> [What needs to be done]: Repeat the lines of the listing below exactly, starting at the line that contains "Reviewer note: confirm each instance of the green hedge" and running through the last line, both included, and only those.

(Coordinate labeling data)
------------------------

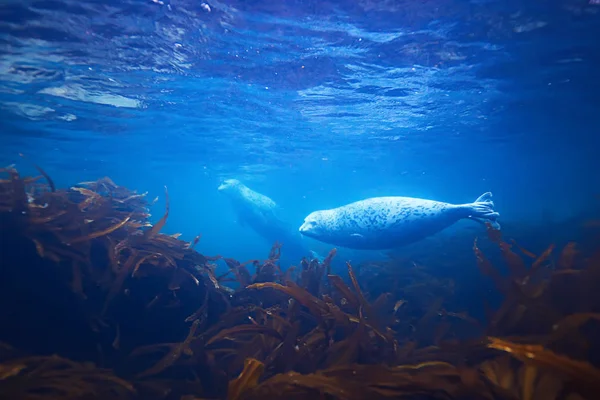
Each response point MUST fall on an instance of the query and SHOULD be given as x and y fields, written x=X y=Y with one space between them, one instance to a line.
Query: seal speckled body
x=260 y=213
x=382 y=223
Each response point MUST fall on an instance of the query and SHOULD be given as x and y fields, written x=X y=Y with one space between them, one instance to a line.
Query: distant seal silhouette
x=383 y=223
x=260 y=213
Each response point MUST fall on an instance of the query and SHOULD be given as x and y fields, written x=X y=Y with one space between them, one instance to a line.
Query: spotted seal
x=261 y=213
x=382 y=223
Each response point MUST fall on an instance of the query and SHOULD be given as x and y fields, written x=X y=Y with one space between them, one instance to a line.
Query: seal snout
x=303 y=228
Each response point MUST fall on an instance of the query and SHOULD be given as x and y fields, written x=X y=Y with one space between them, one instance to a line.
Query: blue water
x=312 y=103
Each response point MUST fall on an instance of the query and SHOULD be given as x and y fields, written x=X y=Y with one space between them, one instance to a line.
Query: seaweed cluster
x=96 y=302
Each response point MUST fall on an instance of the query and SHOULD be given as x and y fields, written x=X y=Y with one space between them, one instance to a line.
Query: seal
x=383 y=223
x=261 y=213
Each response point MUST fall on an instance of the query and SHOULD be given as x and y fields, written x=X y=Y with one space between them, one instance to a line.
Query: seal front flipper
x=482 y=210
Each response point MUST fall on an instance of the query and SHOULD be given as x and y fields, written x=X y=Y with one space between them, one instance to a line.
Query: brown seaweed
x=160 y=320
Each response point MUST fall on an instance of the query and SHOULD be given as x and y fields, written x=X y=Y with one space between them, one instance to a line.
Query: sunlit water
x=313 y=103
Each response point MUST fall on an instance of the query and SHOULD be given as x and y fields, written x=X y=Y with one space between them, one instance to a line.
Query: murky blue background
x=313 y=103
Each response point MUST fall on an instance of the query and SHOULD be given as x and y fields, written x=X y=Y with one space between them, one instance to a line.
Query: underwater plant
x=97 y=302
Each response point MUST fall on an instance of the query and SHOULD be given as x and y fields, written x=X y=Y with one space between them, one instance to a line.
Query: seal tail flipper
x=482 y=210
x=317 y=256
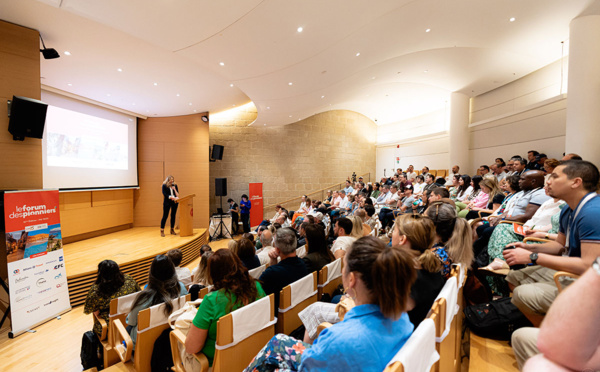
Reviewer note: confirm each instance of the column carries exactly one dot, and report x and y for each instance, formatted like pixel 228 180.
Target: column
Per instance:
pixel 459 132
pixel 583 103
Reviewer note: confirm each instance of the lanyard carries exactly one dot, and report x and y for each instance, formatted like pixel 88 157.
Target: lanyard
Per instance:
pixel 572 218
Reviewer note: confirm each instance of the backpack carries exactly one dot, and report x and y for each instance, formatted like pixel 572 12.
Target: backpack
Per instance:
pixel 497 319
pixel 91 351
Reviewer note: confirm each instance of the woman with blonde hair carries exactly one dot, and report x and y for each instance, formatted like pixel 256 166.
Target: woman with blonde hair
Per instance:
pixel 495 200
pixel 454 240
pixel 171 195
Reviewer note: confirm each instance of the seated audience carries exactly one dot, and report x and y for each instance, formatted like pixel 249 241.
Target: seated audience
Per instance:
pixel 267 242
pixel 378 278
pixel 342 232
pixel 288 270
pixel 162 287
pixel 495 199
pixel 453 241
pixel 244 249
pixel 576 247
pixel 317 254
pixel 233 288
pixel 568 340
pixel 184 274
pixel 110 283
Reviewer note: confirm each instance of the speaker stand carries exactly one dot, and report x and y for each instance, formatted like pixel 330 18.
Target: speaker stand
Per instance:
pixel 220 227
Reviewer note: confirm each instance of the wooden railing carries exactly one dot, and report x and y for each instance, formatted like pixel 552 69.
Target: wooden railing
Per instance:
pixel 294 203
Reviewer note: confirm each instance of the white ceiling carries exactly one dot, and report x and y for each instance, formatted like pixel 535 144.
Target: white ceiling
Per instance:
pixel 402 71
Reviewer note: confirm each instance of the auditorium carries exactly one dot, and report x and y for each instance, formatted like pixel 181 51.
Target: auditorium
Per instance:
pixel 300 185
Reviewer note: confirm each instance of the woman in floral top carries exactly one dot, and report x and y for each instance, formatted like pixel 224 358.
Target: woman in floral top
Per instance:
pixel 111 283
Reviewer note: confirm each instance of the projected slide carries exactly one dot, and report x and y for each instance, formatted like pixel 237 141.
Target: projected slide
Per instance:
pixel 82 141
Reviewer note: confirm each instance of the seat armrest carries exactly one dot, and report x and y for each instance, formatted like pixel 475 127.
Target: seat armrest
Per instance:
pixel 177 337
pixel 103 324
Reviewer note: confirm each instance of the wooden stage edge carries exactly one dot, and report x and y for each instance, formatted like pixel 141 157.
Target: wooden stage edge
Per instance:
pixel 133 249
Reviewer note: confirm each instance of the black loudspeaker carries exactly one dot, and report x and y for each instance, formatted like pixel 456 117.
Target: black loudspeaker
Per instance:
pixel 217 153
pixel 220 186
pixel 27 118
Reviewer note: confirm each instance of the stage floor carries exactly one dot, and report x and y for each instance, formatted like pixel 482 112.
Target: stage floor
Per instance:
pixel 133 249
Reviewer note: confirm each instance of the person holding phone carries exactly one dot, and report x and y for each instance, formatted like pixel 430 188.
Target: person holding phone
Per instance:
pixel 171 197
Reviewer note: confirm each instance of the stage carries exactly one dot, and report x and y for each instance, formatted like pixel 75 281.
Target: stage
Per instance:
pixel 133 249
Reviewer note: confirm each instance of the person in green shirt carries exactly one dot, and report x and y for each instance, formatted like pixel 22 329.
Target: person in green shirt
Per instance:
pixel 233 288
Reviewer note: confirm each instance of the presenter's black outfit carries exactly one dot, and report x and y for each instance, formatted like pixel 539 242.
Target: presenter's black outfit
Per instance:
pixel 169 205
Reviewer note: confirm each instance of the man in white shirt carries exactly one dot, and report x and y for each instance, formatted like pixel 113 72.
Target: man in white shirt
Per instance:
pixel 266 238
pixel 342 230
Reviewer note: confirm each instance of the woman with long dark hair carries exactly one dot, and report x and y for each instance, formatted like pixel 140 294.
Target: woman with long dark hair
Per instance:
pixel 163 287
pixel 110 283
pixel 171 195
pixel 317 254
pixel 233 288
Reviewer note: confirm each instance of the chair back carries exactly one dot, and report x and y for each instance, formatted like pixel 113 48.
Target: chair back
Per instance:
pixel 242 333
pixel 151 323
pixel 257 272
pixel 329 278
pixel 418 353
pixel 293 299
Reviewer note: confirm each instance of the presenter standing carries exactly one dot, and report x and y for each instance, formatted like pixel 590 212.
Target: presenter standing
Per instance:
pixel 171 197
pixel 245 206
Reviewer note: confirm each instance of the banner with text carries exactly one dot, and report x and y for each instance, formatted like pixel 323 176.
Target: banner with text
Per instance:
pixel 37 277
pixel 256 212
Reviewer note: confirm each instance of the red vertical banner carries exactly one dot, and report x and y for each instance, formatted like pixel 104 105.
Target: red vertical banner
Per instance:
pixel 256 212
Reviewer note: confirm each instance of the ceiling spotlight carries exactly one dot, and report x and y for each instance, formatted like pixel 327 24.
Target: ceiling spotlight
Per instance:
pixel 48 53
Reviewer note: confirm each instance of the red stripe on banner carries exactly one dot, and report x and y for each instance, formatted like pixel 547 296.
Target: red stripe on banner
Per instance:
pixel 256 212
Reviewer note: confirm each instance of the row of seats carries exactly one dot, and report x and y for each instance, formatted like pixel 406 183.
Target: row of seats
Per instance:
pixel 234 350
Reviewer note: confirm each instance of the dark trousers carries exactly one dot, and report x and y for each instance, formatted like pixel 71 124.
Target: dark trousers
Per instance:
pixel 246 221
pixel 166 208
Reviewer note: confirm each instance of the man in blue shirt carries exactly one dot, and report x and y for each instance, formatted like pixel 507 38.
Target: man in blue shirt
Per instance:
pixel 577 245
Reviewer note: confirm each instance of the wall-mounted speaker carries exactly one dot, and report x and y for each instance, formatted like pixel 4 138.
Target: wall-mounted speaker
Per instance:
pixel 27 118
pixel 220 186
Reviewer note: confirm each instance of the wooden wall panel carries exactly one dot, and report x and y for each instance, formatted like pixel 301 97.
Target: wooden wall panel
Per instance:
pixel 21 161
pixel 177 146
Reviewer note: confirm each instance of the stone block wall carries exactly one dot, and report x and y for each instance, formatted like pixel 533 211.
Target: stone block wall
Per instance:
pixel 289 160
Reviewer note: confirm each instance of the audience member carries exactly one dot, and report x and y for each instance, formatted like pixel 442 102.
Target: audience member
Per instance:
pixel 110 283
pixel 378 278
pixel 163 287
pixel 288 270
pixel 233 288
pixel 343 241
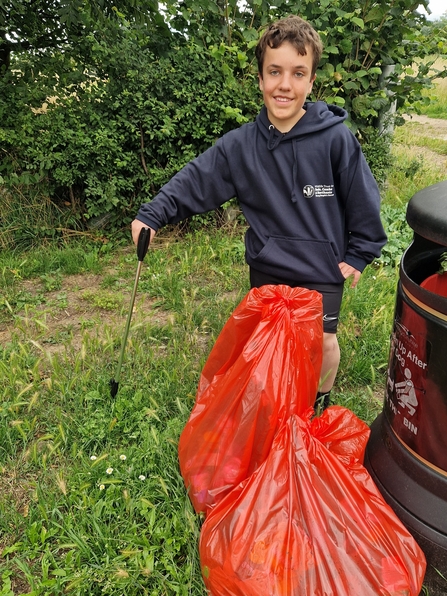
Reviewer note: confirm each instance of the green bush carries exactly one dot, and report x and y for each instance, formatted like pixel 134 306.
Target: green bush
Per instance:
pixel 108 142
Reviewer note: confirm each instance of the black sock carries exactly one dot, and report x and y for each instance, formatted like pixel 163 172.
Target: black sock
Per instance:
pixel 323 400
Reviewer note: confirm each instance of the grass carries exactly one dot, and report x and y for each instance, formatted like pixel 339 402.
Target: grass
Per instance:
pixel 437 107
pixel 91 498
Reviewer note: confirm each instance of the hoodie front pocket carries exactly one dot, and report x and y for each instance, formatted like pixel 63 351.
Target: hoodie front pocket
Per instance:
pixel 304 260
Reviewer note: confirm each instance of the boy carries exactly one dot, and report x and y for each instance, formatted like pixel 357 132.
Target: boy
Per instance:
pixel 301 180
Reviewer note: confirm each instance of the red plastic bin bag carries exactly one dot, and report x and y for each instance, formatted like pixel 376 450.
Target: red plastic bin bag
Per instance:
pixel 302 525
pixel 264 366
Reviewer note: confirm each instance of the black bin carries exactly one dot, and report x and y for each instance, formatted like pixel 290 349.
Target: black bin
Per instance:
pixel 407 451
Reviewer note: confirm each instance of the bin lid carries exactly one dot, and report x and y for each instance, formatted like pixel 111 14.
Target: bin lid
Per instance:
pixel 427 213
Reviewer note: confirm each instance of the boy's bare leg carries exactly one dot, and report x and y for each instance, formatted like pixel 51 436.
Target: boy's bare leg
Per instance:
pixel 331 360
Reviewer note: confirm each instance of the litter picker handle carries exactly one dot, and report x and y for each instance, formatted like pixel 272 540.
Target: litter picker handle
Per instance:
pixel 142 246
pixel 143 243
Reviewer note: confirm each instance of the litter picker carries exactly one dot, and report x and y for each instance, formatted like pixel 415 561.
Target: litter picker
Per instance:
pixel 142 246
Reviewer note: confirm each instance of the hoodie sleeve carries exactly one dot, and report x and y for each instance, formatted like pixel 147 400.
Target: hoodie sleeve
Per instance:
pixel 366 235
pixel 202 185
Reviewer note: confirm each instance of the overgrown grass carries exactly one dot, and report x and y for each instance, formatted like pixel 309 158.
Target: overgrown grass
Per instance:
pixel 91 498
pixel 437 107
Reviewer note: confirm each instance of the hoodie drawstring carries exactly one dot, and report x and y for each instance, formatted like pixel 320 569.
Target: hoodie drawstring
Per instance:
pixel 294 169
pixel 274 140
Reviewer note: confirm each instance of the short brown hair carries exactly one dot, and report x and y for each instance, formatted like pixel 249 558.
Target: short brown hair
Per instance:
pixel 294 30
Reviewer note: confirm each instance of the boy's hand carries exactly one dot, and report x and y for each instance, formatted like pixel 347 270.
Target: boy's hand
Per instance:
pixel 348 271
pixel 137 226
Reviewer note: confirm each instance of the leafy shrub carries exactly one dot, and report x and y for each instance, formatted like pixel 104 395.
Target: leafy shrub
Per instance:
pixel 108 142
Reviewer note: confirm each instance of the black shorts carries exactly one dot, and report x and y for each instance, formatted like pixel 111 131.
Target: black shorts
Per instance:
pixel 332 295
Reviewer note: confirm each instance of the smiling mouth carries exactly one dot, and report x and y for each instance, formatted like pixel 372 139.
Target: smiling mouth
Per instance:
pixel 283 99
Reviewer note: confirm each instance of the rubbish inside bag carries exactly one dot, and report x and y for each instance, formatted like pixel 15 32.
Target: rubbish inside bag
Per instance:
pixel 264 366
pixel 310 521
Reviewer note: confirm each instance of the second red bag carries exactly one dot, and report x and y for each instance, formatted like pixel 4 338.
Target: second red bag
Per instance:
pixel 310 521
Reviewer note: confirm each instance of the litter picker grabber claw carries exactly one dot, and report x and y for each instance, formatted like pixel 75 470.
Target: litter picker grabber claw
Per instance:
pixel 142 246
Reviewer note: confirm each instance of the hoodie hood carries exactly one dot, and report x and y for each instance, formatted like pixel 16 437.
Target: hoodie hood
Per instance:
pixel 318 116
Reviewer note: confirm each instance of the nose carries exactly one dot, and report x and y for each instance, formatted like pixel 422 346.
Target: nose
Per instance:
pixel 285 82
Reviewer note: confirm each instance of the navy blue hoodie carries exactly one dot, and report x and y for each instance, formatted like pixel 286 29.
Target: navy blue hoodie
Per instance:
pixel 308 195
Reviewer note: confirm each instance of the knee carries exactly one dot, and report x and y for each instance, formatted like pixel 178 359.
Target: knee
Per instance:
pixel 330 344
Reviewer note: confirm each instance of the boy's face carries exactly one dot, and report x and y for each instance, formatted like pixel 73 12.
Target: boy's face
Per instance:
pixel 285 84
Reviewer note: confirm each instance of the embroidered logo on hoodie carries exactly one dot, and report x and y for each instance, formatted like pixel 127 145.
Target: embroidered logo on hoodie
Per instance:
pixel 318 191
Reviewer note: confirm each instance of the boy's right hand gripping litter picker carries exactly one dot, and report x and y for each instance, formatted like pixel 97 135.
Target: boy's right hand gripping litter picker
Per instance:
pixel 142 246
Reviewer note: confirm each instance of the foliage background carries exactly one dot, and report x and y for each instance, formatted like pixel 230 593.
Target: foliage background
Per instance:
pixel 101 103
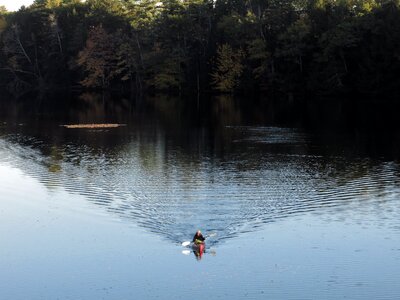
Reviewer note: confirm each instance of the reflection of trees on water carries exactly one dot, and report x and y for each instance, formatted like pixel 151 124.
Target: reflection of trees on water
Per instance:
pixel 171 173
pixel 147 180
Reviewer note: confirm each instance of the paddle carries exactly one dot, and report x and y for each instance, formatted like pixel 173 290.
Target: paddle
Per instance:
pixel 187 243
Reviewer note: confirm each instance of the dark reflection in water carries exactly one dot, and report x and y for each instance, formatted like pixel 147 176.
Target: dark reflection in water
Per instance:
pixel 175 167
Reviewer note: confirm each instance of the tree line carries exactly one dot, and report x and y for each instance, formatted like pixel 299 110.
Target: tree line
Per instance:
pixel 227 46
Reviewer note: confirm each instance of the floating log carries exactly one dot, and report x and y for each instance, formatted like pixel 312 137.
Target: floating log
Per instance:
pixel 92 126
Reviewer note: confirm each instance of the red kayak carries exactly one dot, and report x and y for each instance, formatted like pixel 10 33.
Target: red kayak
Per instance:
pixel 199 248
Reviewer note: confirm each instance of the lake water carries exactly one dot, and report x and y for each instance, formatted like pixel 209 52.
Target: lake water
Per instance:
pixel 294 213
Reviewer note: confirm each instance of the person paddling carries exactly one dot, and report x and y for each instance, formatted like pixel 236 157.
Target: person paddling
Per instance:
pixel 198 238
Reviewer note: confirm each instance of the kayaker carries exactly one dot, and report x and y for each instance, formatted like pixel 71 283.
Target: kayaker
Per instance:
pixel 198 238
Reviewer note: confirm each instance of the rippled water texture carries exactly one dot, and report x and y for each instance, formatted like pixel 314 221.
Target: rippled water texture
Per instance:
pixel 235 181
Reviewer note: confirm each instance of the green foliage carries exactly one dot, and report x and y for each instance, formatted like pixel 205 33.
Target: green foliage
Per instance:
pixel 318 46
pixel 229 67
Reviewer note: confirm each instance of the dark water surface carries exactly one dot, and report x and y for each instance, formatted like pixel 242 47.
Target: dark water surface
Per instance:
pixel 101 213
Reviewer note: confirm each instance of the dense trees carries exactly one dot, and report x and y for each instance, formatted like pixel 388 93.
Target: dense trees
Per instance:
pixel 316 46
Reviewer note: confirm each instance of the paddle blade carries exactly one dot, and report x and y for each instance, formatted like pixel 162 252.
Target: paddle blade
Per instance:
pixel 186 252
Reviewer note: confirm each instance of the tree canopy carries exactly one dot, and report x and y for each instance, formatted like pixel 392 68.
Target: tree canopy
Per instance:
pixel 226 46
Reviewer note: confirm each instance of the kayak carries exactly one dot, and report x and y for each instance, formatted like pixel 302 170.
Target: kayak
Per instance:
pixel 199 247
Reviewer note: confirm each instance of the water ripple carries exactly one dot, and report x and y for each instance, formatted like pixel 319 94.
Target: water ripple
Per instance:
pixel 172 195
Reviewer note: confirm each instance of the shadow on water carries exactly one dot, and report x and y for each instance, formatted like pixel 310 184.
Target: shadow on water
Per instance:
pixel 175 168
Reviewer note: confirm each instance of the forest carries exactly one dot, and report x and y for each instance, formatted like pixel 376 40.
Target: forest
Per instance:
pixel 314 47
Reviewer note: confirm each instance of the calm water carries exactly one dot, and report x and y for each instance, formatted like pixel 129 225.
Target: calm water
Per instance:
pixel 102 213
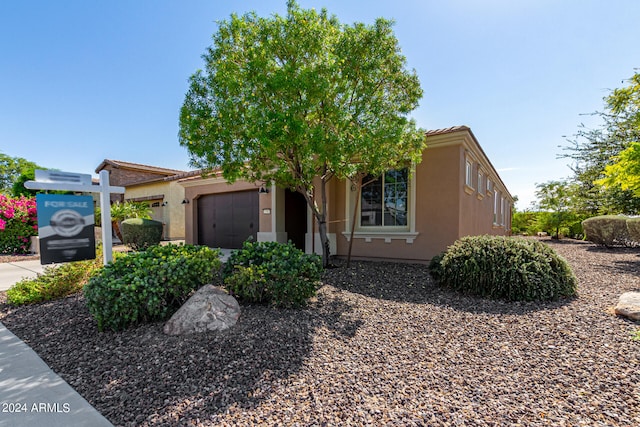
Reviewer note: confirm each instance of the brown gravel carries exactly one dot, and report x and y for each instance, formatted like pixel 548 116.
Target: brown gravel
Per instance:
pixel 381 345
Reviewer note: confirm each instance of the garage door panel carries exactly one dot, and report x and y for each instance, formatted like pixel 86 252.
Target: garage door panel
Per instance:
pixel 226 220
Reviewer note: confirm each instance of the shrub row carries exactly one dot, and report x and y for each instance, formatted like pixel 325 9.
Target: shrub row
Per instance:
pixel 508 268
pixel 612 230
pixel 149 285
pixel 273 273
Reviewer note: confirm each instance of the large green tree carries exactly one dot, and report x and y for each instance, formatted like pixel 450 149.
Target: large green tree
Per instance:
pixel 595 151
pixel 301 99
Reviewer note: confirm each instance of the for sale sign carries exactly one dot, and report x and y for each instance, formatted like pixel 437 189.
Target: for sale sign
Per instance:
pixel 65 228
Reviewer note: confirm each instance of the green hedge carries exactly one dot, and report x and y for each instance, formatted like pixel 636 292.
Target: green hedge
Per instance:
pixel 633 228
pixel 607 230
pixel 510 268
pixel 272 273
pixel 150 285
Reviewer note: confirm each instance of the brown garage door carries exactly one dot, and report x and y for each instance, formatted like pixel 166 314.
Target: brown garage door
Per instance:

------------------------

> [Exercise output]:
Reviewer note: confirm each instance of the green hedge carries exactly one dot, and report x and y for each instance, formatted like pixel 636 292.
Target: green hedge
Per instance:
pixel 633 228
pixel 607 230
pixel 510 268
pixel 272 273
pixel 150 285
Reviewer note: confirm each instance of the brown garage door carries exactly one dot, and report x and y for each instance, formatted like pixel 166 314.
Target: brown garage door
Per instance:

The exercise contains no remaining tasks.